▶ [DESCRIPTION OF THE TASK] Omitting all images, give the entries that follow again exactly as they read.

Stored data entries:
══════════
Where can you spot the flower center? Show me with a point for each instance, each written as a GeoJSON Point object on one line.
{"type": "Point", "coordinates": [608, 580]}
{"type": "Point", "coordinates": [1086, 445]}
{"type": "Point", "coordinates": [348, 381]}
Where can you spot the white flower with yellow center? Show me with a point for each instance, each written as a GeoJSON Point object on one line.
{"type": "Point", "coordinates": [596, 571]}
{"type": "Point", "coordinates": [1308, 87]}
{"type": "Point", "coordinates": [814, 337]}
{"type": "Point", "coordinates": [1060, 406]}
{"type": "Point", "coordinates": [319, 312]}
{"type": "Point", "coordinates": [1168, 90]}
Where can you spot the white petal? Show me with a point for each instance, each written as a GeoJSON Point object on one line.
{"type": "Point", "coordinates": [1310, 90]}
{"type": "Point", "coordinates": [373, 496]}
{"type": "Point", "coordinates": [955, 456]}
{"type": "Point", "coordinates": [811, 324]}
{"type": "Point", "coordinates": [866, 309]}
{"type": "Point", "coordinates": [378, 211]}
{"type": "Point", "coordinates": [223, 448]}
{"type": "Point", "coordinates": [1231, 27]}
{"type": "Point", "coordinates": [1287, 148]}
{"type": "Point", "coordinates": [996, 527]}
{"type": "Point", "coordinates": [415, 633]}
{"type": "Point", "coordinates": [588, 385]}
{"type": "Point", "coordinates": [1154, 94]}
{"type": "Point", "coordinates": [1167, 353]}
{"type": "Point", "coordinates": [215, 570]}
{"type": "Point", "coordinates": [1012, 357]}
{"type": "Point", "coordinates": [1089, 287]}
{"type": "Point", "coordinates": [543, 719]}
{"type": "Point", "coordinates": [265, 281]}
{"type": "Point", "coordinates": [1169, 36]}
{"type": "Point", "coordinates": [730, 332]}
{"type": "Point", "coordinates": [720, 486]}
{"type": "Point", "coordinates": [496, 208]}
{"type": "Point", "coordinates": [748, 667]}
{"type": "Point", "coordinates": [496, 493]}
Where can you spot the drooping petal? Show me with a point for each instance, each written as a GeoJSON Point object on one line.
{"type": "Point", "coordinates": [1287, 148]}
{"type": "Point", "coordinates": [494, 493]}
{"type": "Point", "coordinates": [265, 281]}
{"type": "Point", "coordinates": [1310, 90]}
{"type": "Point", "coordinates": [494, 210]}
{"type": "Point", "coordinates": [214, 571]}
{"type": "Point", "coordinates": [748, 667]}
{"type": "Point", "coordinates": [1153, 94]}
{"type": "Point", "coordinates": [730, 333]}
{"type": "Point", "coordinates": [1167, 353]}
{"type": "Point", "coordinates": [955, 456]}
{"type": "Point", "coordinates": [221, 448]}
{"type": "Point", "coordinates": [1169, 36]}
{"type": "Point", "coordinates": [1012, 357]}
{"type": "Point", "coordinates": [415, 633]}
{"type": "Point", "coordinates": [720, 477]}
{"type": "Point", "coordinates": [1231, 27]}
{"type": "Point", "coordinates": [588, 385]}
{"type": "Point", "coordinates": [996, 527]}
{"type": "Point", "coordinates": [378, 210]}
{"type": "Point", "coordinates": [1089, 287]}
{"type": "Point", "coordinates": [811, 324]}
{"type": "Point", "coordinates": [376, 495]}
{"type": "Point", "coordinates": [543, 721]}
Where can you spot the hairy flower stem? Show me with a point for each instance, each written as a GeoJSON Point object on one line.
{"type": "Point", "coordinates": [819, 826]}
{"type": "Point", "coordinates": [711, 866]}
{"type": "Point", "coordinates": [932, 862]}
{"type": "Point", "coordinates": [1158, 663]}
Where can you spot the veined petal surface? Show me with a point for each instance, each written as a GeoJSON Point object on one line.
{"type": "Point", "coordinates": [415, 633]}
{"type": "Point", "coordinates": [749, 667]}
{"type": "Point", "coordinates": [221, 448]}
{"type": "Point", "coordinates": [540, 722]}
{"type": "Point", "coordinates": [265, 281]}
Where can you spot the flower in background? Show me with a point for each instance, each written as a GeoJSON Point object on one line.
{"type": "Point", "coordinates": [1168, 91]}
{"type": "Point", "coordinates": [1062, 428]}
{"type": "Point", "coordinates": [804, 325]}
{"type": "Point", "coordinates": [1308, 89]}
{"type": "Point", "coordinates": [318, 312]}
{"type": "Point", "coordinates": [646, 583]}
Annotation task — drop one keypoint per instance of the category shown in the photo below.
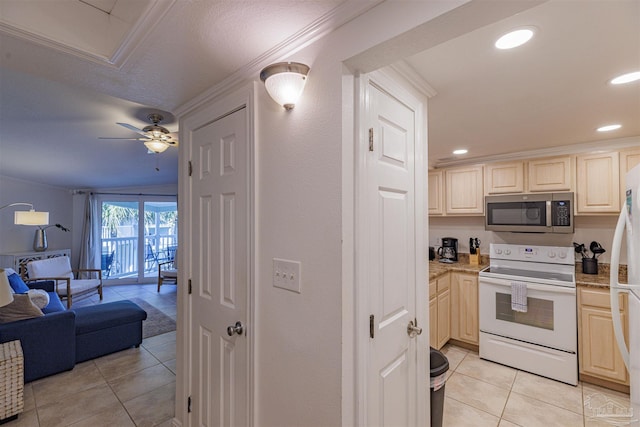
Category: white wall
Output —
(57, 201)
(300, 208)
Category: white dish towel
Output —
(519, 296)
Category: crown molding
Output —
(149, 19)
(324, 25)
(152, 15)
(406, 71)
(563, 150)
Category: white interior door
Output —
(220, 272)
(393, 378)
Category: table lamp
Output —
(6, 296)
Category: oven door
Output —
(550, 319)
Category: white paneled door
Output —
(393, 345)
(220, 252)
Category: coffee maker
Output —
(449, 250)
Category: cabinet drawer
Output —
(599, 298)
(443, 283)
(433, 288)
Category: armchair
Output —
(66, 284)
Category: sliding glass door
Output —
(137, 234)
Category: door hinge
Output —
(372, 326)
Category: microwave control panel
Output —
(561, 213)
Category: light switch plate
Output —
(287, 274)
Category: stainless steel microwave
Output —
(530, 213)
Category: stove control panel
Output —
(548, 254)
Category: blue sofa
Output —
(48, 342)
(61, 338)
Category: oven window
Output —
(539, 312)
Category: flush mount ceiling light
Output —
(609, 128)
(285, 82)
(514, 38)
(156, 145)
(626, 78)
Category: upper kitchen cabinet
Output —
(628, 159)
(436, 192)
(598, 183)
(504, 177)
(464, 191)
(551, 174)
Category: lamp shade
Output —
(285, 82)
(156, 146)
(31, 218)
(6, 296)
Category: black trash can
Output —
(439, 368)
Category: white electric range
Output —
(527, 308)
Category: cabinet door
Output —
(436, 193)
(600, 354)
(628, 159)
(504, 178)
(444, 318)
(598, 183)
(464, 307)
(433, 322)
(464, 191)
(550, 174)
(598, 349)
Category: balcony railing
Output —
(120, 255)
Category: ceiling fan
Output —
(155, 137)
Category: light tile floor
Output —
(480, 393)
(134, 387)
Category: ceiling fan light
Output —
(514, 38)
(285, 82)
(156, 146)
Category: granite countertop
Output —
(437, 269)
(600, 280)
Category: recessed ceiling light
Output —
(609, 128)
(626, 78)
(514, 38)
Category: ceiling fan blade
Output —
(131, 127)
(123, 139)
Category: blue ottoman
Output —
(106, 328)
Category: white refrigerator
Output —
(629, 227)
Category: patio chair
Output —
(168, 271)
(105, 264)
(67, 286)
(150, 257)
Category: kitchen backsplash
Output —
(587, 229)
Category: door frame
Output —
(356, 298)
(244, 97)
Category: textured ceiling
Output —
══════════
▶ [COMPLETED TASK]
Where can you spot the flower center? Show me with a point for each instance, each written as a GeoJSON Point object on one line.
{"type": "Point", "coordinates": [608, 580]}
{"type": "Point", "coordinates": [1086, 445]}
{"type": "Point", "coordinates": [348, 381]}
Where can you spot the white flower with yellow center? Show me with a point for each instance, each written as a GeoJSON Point object on one line.
{"type": "Point", "coordinates": [596, 571]}
{"type": "Point", "coordinates": [1308, 87]}
{"type": "Point", "coordinates": [814, 337]}
{"type": "Point", "coordinates": [1060, 406]}
{"type": "Point", "coordinates": [319, 312]}
{"type": "Point", "coordinates": [1168, 90]}
Where can you spot the white petal? Show me with a point for each instance, each written as a GeoJSON Point object on one line.
{"type": "Point", "coordinates": [1310, 90]}
{"type": "Point", "coordinates": [373, 496]}
{"type": "Point", "coordinates": [955, 456]}
{"type": "Point", "coordinates": [811, 324]}
{"type": "Point", "coordinates": [866, 309]}
{"type": "Point", "coordinates": [378, 211]}
{"type": "Point", "coordinates": [223, 448]}
{"type": "Point", "coordinates": [1231, 27]}
{"type": "Point", "coordinates": [1287, 148]}
{"type": "Point", "coordinates": [996, 527]}
{"type": "Point", "coordinates": [415, 633]}
{"type": "Point", "coordinates": [588, 385]}
{"type": "Point", "coordinates": [1154, 94]}
{"type": "Point", "coordinates": [1167, 353]}
{"type": "Point", "coordinates": [215, 570]}
{"type": "Point", "coordinates": [1012, 357]}
{"type": "Point", "coordinates": [1089, 287]}
{"type": "Point", "coordinates": [543, 719]}
{"type": "Point", "coordinates": [265, 281]}
{"type": "Point", "coordinates": [1169, 36]}
{"type": "Point", "coordinates": [730, 332]}
{"type": "Point", "coordinates": [720, 486]}
{"type": "Point", "coordinates": [496, 208]}
{"type": "Point", "coordinates": [748, 667]}
{"type": "Point", "coordinates": [496, 493]}
Where can you spot the drooping petal? Show me with a point for each instance, each written as a GeoJSON Point object on one line.
{"type": "Point", "coordinates": [1287, 148]}
{"type": "Point", "coordinates": [494, 493]}
{"type": "Point", "coordinates": [265, 281]}
{"type": "Point", "coordinates": [1310, 90]}
{"type": "Point", "coordinates": [494, 210]}
{"type": "Point", "coordinates": [214, 571]}
{"type": "Point", "coordinates": [748, 667]}
{"type": "Point", "coordinates": [1153, 94]}
{"type": "Point", "coordinates": [730, 333]}
{"type": "Point", "coordinates": [1167, 353]}
{"type": "Point", "coordinates": [955, 456]}
{"type": "Point", "coordinates": [221, 448]}
{"type": "Point", "coordinates": [1169, 36]}
{"type": "Point", "coordinates": [1012, 357]}
{"type": "Point", "coordinates": [415, 633]}
{"type": "Point", "coordinates": [720, 477]}
{"type": "Point", "coordinates": [1231, 27]}
{"type": "Point", "coordinates": [588, 385]}
{"type": "Point", "coordinates": [996, 527]}
{"type": "Point", "coordinates": [378, 210]}
{"type": "Point", "coordinates": [1089, 287]}
{"type": "Point", "coordinates": [811, 324]}
{"type": "Point", "coordinates": [376, 495]}
{"type": "Point", "coordinates": [543, 721]}
Where can you spot the hairy flower stem? Show me with a point for each instance, each written as a GeoJSON Point object on one line.
{"type": "Point", "coordinates": [819, 826]}
{"type": "Point", "coordinates": [711, 866]}
{"type": "Point", "coordinates": [932, 862]}
{"type": "Point", "coordinates": [1158, 663]}
Where can you spot the veined petal surface? Show me with a point for each instance, each written as a GeoJSON Point object on one line.
{"type": "Point", "coordinates": [415, 633]}
{"type": "Point", "coordinates": [749, 667]}
{"type": "Point", "coordinates": [221, 448]}
{"type": "Point", "coordinates": [540, 722]}
{"type": "Point", "coordinates": [265, 281]}
Where can you spot the flower in background? Show me with a point for each instance, each written as a GeoJSON Point object on one line.
{"type": "Point", "coordinates": [1168, 91]}
{"type": "Point", "coordinates": [1062, 428]}
{"type": "Point", "coordinates": [804, 325]}
{"type": "Point", "coordinates": [1308, 89]}
{"type": "Point", "coordinates": [318, 312]}
{"type": "Point", "coordinates": [646, 583]}
Annotation task — drop one keypoint per instance of the category shown in the photo below.
Category: white wall
Output —
(57, 201)
(300, 208)
Category: white dish towel
Output —
(519, 296)
Category: crown molding
Output —
(149, 19)
(324, 25)
(152, 15)
(406, 71)
(563, 150)
Category: white interior door
Output —
(220, 272)
(393, 378)
Category: table lamp
Output —
(6, 296)
Category: oven door
Output —
(550, 319)
Category: white paneled door
Output —
(393, 345)
(220, 252)
Category: coffee maker
Output —
(449, 250)
Category: cabinet drawer
Output —
(599, 298)
(443, 283)
(433, 288)
Category: armchair
Output —
(66, 284)
Category: sliding glass door
Output —
(137, 234)
Category: door hinge
Output —
(372, 326)
Category: microwave control panel
Output —
(561, 213)
Category: light switch plate
Output —
(287, 274)
Category: stainless steel microwave
Output —
(530, 213)
Category: stove control panel
Output —
(548, 254)
Category: blue sofa
Output —
(48, 342)
(61, 338)
Category: oven window
Output —
(539, 312)
Category: flush mount ceiling light
Output —
(609, 128)
(285, 82)
(514, 38)
(156, 145)
(626, 78)
Category: upper kitchen cabinet
Output —
(628, 159)
(436, 192)
(598, 183)
(504, 177)
(464, 191)
(551, 174)
Category: lamp shade
Output —
(285, 82)
(156, 146)
(31, 218)
(6, 296)
Category: black trash can
Output —
(439, 368)
Category: white electric range
Output —
(527, 308)
Category: cabinet door
Output —
(436, 193)
(600, 354)
(628, 159)
(504, 178)
(444, 318)
(598, 183)
(464, 307)
(433, 322)
(464, 191)
(550, 174)
(598, 349)
Category: balcony railing
Output —
(120, 255)
Category: ceiling fan
Output —
(155, 137)
Category: light tile floor
Output —
(480, 393)
(134, 387)
Category: ceiling fan light
Output —
(514, 38)
(285, 82)
(156, 146)
Category: granite countertop
Output —
(437, 269)
(600, 280)
Category: recessed ceiling light
Output —
(609, 128)
(626, 78)
(514, 38)
Category: ceiling fan blade
Output —
(131, 127)
(123, 139)
Category: blue ottoman
Output —
(106, 328)
Category: white refrigerator
Output —
(629, 227)
Category: patio chair
Output —
(168, 271)
(105, 264)
(67, 286)
(150, 257)
Category: kitchen backsplash
Output —
(587, 229)
Category: door frame
Output —
(356, 298)
(244, 97)
Category: textured ceiling
Output —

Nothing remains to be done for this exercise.